> _Passage for review_
◆ ◆ ◆ ◆ ◆
Letters To The Editor — Feb. 21, 2018

  • Wednesday, February 21, 2018 1:30am
  • Opinion

Legislative in-action

Here is your Rogue’s Gallery on School Shootings and Dead Children. Thoughts and prayers from Senators:

• John McCain

• Richard Burr

• Roy Blunt

• Thom Tillis

• Cory Gardner

• Marco Rubio

• Joni Ernst

• Rob Portman

• Todd Young

• Bill Cassidy

Heartbreak in the House of Representatives:

• French Hill

• Ken Buck

• David Young

• Mike Simpson

• Greg Gianforte

• Don Young

• Lloyd Smucker

• Bruce Poliquin

• Pete Sessions

• Barbara Comstock

And blood money from the National Rifle Association.

All takers.

All talkers.

No action.

Roger Briggs


Headlines glorify those with evil intent

My thoughts on the Florida shootings: If I were in the congress or senate I would push for legislation to ban the broadcast of the name and picture of the perpetrator of the crime on mass media. Make it illegal. Getting his/her name and picture broadcast or printed is just what the killer wants. His picture and name would surely be available on a need to know basis from the police.

If the killer was at large, the picture would logically be printed. Other than that, no picture or name.

I like the way Paul Harvey used to handle this situation. After the story, he would say, “The killer would like me to mention his name.” He would then be on next story.

The message was clear. I am not going to give the killer the glory he craves. This treatment would deprive no one of their second amendment rights and could be the strongest deterrent to killings like this one.

That being said, I am sure that if we tried to legislate such a decree, we would hear an uproar about violating Fist Amendment rights. (Ironically, that might come loudest from those currently trying to limit free speech on campuses of universities).

The better path may be to campaign for media outlets to voluntarily censure themselves against doing such a irresponsible thing as encouraging mass murders by giving them free publicity and glorification.

Something similar has occurred with the mass media’s ability to make the mere use or uttering of the N-word an equivalent crime to using profanity or saying treasonous or overtly racist comments on the air. Such things violate their principles and policies.
◆ ◆ ◆ ◆ ◆
> _Available data_
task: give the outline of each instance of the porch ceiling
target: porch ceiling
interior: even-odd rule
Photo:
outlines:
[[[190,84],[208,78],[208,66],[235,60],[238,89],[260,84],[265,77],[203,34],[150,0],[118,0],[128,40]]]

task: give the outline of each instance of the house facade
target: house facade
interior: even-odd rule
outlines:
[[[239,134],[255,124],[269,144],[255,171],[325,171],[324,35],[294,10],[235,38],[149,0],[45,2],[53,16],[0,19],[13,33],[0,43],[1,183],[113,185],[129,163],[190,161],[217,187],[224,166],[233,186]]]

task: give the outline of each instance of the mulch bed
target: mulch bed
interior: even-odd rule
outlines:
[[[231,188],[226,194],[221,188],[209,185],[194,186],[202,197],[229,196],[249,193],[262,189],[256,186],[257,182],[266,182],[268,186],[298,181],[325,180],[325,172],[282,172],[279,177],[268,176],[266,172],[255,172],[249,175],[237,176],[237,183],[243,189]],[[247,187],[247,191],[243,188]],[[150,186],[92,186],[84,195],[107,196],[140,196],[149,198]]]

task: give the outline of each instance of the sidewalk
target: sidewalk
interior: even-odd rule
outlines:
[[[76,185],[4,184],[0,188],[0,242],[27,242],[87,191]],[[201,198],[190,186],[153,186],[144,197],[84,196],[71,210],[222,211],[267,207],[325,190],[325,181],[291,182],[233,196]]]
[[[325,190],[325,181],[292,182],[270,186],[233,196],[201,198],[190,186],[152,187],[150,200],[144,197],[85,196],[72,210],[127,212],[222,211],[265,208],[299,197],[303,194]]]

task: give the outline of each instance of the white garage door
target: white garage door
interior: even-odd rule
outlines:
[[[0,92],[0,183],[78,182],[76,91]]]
◆ ◆ ◆ ◆ ◆
> _Tasks to complete_
1. In the letters to the editor, what did Paul Harvey say after a story about a killer?
2. Duplicate the passage of the letters to the editor starting with "All talkers." and going on through "picture or name.".

> _Task-by-task outputs_
1. "The killer would like me to mention his name."

2.
All talkers.

No action.

Roger Briggs


Headlines glorify those with evil intent

My thoughts on the Florida shootings: If I were in the congress or senate I would push for legislation to ban the broadcast of the name and picture of the perpetrator of the crime on mass media. Make it illegal. Getting his/her name and picture broadcast or printed is just what the killer wants. His picture and name would surely be available on a need to know basis from the police.

If the killer was at large, the picture would logically be printed. Other than that, no picture or name.